▶ **What the exercise asks**: Print the following data lines verbatim, reproducing every entry without alteration.
<<<<
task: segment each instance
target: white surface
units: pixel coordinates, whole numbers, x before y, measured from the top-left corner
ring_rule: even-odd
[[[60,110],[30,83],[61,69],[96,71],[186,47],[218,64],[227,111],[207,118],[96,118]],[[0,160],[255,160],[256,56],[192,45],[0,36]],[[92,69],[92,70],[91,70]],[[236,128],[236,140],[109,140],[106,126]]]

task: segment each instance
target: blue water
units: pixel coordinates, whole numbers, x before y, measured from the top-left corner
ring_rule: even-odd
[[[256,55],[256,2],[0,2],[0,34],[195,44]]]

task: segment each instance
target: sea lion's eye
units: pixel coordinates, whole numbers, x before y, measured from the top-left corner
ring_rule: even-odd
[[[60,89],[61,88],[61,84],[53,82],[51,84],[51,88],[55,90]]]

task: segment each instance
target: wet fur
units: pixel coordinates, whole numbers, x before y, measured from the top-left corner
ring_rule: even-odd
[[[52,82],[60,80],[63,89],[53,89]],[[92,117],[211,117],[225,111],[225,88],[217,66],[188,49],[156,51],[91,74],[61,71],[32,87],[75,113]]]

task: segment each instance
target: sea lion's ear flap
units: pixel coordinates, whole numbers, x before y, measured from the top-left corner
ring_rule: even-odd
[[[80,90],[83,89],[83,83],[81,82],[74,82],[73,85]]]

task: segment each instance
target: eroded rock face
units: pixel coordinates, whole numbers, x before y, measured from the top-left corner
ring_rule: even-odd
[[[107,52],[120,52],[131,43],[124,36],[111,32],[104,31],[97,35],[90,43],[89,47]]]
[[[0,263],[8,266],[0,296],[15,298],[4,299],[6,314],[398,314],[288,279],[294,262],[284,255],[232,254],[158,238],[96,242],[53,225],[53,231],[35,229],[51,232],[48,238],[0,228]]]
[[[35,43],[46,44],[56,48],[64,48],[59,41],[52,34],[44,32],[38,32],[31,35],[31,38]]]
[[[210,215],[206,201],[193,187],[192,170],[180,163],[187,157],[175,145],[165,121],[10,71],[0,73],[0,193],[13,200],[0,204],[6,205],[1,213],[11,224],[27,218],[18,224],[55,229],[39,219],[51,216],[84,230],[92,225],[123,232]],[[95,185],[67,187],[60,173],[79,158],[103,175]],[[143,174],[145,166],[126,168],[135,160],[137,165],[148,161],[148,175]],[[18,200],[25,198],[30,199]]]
>>>>
▶ **Task output**:
task: segment each instance
target: white surface
units: pixel coordinates, whole numbers, x before y, measured from the top-left corner
ring_rule: even-odd
[[[60,110],[30,83],[61,69],[96,71],[186,47],[218,64],[227,111],[207,118],[96,118]],[[0,160],[255,160],[256,56],[192,45],[0,36]],[[92,69],[92,70],[91,70]],[[236,128],[236,140],[109,140],[106,126]]]

task: segment each instance
target: blue water
units: pixel coordinates, whole numbers, x before y, measured from the top-left corner
ring_rule: even-odd
[[[256,55],[256,2],[0,2],[0,34],[195,44]]]

task: segment each instance
target: sea lion's eye
units: pixel coordinates, whole numbers, x before y, measured from the top-left corner
ring_rule: even-odd
[[[60,89],[61,88],[61,84],[53,82],[51,84],[51,88],[55,90]]]

task: segment each instance
target: wet fur
units: pixel coordinates, whole numbers, x before y, measured from the top-left corner
ring_rule: even-odd
[[[52,82],[60,80],[63,89],[53,89]],[[92,117],[211,117],[225,111],[225,88],[217,66],[188,49],[156,51],[91,74],[61,71],[32,87],[75,113]]]

task: segment each instance
target: sea lion's ear flap
units: pixel coordinates, whole numbers, x before y, measured from the top-left corner
ring_rule: even-odd
[[[80,90],[83,89],[83,83],[81,82],[74,82],[73,85]]]

task: segment each instance
target: eroded rock face
units: pixel coordinates, whole numbers, x before y, measured from the top-left corner
ring_rule: even-odd
[[[107,52],[120,52],[131,43],[124,36],[111,32],[104,31],[97,35],[90,43],[89,47]]]
[[[0,263],[8,266],[0,296],[15,298],[4,299],[6,314],[398,314],[288,279],[294,262],[284,255],[232,254],[158,238],[96,242],[53,225],[53,231],[35,229],[51,232],[48,238],[0,228]]]
[[[35,43],[46,44],[56,48],[64,48],[59,41],[52,34],[44,32],[38,32],[31,35],[31,38]]]
[[[210,215],[206,201],[193,187],[192,170],[180,163],[187,157],[175,145],[165,121],[10,71],[0,73],[0,193],[13,200],[0,204],[6,205],[1,213],[11,224],[27,218],[18,224],[55,229],[39,219],[51,216],[84,230],[92,225],[123,232]],[[95,185],[67,187],[60,173],[79,158],[103,175]],[[143,174],[145,166],[126,168],[135,160],[137,165],[148,161],[148,175]],[[18,200],[25,198],[30,199]]]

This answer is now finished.